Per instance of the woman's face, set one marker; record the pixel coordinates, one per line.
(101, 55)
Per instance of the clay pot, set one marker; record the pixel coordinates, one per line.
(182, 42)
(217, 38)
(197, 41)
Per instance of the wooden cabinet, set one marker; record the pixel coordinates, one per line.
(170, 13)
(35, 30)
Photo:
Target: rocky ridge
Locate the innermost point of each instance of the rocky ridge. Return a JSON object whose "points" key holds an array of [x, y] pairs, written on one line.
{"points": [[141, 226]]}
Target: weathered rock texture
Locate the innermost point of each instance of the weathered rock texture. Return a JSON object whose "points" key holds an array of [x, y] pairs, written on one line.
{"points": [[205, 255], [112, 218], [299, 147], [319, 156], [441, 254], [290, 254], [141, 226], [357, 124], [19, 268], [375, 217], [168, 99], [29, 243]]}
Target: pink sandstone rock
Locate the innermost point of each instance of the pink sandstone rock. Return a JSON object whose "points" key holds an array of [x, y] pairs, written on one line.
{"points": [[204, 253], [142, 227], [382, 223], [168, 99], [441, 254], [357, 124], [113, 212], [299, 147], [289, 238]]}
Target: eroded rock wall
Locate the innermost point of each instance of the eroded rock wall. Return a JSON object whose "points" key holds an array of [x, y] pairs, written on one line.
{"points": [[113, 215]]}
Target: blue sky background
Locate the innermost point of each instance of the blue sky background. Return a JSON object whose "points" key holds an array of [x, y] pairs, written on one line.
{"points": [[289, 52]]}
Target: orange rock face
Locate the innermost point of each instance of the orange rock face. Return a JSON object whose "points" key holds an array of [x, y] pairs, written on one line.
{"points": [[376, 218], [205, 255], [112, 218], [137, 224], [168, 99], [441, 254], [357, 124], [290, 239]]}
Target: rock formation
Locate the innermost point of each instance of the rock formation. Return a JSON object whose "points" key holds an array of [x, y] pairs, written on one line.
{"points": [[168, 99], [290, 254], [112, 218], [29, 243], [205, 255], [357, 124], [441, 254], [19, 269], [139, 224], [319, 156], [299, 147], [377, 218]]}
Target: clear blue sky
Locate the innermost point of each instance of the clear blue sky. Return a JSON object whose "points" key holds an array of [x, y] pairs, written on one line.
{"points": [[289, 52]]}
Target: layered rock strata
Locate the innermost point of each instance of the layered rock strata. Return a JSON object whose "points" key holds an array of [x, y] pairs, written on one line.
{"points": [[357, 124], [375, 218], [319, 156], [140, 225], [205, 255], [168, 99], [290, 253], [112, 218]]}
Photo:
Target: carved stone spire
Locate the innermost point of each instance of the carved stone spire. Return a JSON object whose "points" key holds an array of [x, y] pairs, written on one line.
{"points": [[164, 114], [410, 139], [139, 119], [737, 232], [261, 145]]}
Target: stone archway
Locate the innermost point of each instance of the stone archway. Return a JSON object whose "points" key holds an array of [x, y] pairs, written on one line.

_ _ _

*Task directions*
Take the listing above and repeat exactly the lines from the one containing "Locate the innermost point of each instance of the carved" through the one containing "Target: stone archway", both included.

*Solved problem*
Locate the innermost point of each instance of the carved stone spire. Return a JSON object whose "points" key holds an array of [x, y] pairs, written on one line.
{"points": [[164, 114], [410, 139], [139, 119], [737, 232], [261, 145]]}
Target: stone archway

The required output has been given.